> **Exercise details**: Repeat every entry word for word, skipping the pictures.

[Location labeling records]

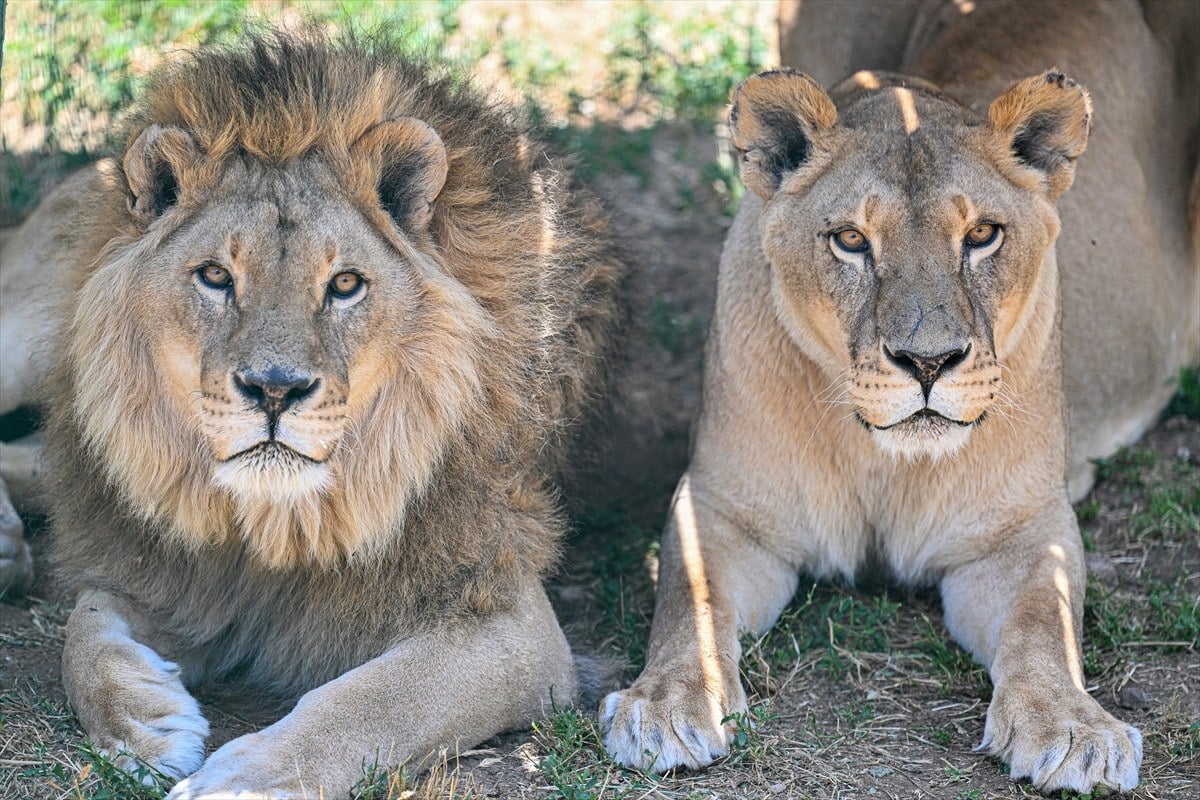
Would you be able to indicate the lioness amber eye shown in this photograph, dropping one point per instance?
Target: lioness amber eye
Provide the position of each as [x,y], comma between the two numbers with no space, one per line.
[982,235]
[345,284]
[215,277]
[852,241]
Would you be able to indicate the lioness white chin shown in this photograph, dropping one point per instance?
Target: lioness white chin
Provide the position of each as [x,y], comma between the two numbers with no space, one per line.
[885,368]
[321,332]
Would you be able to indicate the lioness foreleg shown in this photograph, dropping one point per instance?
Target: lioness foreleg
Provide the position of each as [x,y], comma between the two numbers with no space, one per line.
[1018,609]
[129,699]
[714,582]
[445,689]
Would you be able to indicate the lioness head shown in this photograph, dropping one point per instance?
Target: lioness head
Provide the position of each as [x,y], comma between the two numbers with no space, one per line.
[909,239]
[315,292]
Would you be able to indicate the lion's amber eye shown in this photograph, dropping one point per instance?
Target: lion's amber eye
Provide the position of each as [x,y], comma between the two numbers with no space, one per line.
[851,241]
[215,277]
[982,234]
[345,284]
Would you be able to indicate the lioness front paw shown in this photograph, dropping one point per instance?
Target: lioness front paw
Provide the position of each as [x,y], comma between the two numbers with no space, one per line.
[664,722]
[247,768]
[1061,743]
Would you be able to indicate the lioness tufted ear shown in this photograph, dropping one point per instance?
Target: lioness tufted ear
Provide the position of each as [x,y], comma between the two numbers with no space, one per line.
[409,163]
[773,120]
[1044,121]
[153,164]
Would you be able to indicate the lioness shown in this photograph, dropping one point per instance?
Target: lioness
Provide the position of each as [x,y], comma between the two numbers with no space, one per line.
[319,336]
[885,368]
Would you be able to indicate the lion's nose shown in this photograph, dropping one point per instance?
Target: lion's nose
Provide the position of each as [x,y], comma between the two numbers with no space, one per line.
[927,368]
[275,390]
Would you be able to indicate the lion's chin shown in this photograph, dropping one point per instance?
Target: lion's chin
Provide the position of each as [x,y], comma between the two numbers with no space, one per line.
[923,435]
[273,471]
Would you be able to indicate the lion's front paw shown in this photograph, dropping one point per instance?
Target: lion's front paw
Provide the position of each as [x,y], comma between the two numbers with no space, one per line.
[1061,743]
[249,768]
[666,721]
[135,708]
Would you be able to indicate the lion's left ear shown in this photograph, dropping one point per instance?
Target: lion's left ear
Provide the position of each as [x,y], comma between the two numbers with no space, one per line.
[409,164]
[1044,121]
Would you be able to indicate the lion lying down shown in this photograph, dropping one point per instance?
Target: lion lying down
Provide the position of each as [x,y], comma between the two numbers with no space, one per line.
[885,374]
[319,335]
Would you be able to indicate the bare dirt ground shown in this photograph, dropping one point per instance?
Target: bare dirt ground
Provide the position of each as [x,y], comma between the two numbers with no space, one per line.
[858,695]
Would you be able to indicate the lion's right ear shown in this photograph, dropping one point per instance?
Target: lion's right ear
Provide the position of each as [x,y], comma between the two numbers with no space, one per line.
[411,166]
[153,164]
[773,121]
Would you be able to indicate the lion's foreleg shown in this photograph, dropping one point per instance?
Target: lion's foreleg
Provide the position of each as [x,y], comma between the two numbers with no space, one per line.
[1018,609]
[16,565]
[130,701]
[448,689]
[714,582]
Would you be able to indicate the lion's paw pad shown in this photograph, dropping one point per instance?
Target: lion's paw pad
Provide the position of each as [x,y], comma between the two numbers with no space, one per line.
[163,726]
[659,735]
[1081,749]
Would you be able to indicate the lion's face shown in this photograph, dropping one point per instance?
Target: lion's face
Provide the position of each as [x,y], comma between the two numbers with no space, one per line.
[276,354]
[285,306]
[907,248]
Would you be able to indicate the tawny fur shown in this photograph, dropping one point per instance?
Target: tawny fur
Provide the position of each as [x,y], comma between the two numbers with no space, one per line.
[822,451]
[439,499]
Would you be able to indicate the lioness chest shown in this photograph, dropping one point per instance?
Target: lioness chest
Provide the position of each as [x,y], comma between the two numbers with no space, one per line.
[845,512]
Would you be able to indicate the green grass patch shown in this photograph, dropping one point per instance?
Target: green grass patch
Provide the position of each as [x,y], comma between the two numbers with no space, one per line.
[100,779]
[834,623]
[1187,398]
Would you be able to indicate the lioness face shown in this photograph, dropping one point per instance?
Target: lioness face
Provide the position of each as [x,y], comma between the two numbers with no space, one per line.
[906,264]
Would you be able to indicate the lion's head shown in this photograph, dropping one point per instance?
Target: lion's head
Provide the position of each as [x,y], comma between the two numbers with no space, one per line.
[334,266]
[910,240]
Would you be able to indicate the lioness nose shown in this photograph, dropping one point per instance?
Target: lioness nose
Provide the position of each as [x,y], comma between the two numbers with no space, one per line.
[927,368]
[275,390]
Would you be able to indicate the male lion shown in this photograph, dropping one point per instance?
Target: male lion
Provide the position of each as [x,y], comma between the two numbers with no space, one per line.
[885,371]
[325,324]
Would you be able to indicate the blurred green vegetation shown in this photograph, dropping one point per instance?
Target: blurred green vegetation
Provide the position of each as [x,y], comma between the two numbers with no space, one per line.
[72,66]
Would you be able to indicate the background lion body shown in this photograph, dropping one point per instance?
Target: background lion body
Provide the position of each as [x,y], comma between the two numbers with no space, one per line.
[439,525]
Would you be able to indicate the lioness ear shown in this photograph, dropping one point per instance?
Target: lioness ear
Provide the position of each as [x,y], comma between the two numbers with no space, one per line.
[409,163]
[1044,121]
[773,121]
[153,164]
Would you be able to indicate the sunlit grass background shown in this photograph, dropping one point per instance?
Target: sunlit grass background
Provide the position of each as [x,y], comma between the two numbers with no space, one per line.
[599,76]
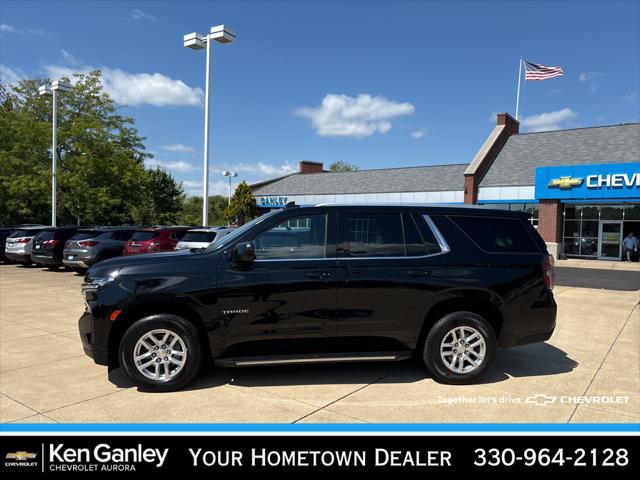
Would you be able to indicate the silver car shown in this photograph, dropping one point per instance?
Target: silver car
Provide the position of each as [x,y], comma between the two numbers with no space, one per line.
[18,244]
[203,237]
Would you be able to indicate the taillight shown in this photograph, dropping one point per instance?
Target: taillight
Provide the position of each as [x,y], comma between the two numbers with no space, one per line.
[88,243]
[549,275]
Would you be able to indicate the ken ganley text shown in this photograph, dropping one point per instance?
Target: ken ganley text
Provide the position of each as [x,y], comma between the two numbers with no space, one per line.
[262,457]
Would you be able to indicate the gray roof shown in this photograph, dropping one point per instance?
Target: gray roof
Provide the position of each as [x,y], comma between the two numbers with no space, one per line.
[521,154]
[435,178]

> **Answer to this task**:
Would you be able to indicate the lioness amber eye shown in this photograph, dropping one point per instance?
Target: lioness amber eye
Provide the position of each as [x,y], comma between the two numbers with no space, one per line.
[982,235]
[345,284]
[215,277]
[852,241]
Would you be able to indicate the lioness white chin shown in this photograph, dropping one point per instance?
Target: lioness white chin
Provide the position of each as [x,y], comma between the two numbers with no space, one per line.
[885,368]
[321,332]
Would you be able to indicate the lioness foreleg shown in this photograph, dropping one point per instance?
Target: lioness foreleg
Provide the position of each as [x,y], comma between the two numbers with no space, one per line.
[1018,609]
[129,699]
[714,582]
[445,689]
Would you be able to indicate the lioness head shown in this photograph, dropping one point per instance?
Target: lioness head
Provide the position of each as [x,y], comma between the two numbers with no space, one per line.
[909,239]
[315,292]
Would you be able to indicate the lion's amber eye shown in this photograph, dropping one point per instance?
Target: lion's amber eye
Provide the position of each as [x,y], comma between the two numbers with no space, one per line.
[851,241]
[215,277]
[982,234]
[345,284]
Would you be able to indicate the lioness front paw shown in this photograph, dropping one point per instance?
Target: lioness front paw
Provide the position of each as [x,y], comma between the two numbers with no space, one per line.
[664,722]
[247,768]
[1061,743]
Would you be able to indicate the lioness tufted ear shown in this photograph, dropping one point per instance?
Target: lioness tufted ear
Provide the position of each as [x,y], comma between the two numbers with no space, one per line.
[409,163]
[773,120]
[1044,121]
[153,164]
Would you be able to indicate the lioness shown in this photograph, dropping one point per instance?
Target: lioness
Provide the position of each as [x,y], comma between the two numbers with no space, one per line.
[319,336]
[885,368]
Would you be able to indicate the lion's nose shown in this photograph, dropping one point per instance?
Target: lion's nose
Provide the position of each as [x,y], comma between the two numbers with no space, one per line.
[927,368]
[275,390]
Would you be able to indicate the lion's chin shown in this photograph, dropping one point per instance?
Target: lion's chin
Provide the position of each as [x,y], comma between the two numbers with no space, one per line.
[923,435]
[273,471]
Would you be able to indicate the lion's front paw shown in this photograph, dropping one point per instance?
Target: lion's front paw
Provide the position of each as [x,y], comma between the two numbers with no space, one per line.
[1061,743]
[249,768]
[666,721]
[135,708]
Would you be able to indicate the lion's left ear shown in this photograph, dropping one point per instance?
Target: lion's left ear
Provide the position of each as [x,y], comma between the two numbers with no space, one per line.
[409,164]
[1044,121]
Would you be able to indicate the lion lying down shown in this photograph, dropping one point per instance?
Target: lion lying down
Provide the position of each as [x,y], comma between the two numbers with no space, one per line.
[885,374]
[319,335]
Would you be able to indicate the bare dirt ground shown in this photograph, dropping one point per instance?
Target: bare dirt ground
Provide the position of each as [x,y], comma between the two numbers with no space, one per line.
[858,695]
Would you be able to indicate the lion's right ear shown in this photograph, dropping one point per instance?
Target: lion's right ear
Provide the position of each as [x,y], comma between the two numbers with no space, one per line.
[411,166]
[153,164]
[773,121]
Would you be able to indicate the lion's foreleg shown in this photograph, dropping one point per instance?
Target: lion's foreleg
Provide the position of each as [x,y], comma between the two numbers with no space, one per line.
[1018,609]
[16,565]
[130,701]
[448,689]
[714,582]
Would you be able to indicate the lion's paw pad shown in this photograph, dropping one point per instance?
Target: lion's paw pad
Provide the position of each as [x,y], comma between the two numbers with no space, one per line.
[163,726]
[659,735]
[1081,749]
Would you be able to indicate the lion's face shown in this photograph, dropping one point per instance?
Target: lion's face
Provide the position of each as [x,y], comma between the two numbers with no space, one per line.
[276,354]
[285,306]
[907,248]
Would you be able to indicate the tawny fur shown in this photograph, dropping one point per instance?
Target: tawny fur
Provide the position of each as [x,y], comma between the two numbers with no space, one per line.
[822,451]
[439,499]
Would you be able to indicate the lioness chest shown in this photograph, dropping one point per instance?
Target: lioness chest
Provide the position of each as [x,y], comma between the two numbers with no space, one per line.
[845,512]
Would you be able to indicate the green grass patch shown in this photograph, dropping one point per instance?
Target: green grass patch
Provide the position of each as [x,y], comma between the two numbers with no space, one per line.
[100,779]
[834,623]
[1187,398]
Would you be able to indicate the lioness face shown in this photograph, dropping one point per instance?
Target: lioness face
Provide the position of each as [x,y], comma between the two numbers with no space, one per line.
[906,264]
Would you be able to indicate the lion's head shown in this photograph, dropping one point per instance?
Target: lion's head
Provide the position of each as [x,y], comma between the two numbers with no space, one per line.
[334,266]
[910,240]
Would you be able to indicate the lioness nose shown in this photograph, dropping one point per instance?
Target: lioness nose
Provide the position of each as [x,y], comma between the two numbers with no space, one per line.
[927,368]
[275,390]
Would you be able to indicate the male lion shown in this photograph, dropping one point per instance?
Target: male lion
Provide the position of each as [x,y], comma between the two numbers with no space, one per line.
[885,371]
[325,324]
Would you be able to indicate the blurred green vegetation shown in this photograph, dropping one point per instance?
Target: blurred green vegetation
Provide the position of each as [x,y], comma between the two numbers with no space, one per line.
[72,66]
Would you be able to indicate the background lion body shown in this photograph, dropping one point per instance?
Target: background lion body
Provide the position of each as [x,y], comma between the two numbers with no space, one per line.
[439,525]
Would you be able to indicate the lioness ear shown in this photograph, dropping one point per instance?
Target: lioness ear
Provide the position of each as [x,y], comma between the two numbers with no space, one per line.
[409,163]
[1044,121]
[773,121]
[153,164]
Would you be able to indicate the sunlit grass background shown in this photograph, dropping one point per instance?
Target: sunlit grass background
Provide the position of each as [x,y], comma between the two numbers with no space, one per line.
[599,76]
Would you be able to indicate the silver car shown in this photograph, dropping one point per instance?
Target: silver car
Provide the position of each as [x,y], comma between the two numbers with no space, one per line.
[18,244]
[203,237]
Would you be able to indicate the taillight shown in this photograph, dropping one point per instance?
Target: taillight
Provide the position of each as [x,y], comma between the two numbers with no space, one per line.
[88,243]
[549,275]
Would you be able to indicate the ken ganley text shown in this photograph, dropping one point per instance?
Target: ken ganley text
Provide the position of each as [x,y], comma between the two numbers with no space, one per line.
[262,457]
Would you be able to indicate the gray roof shown in this photograph, dropping one point per instance?
Target: gray roof
Provide the position of each as [x,y], comma between the two numbers with no space, one per line.
[521,154]
[435,178]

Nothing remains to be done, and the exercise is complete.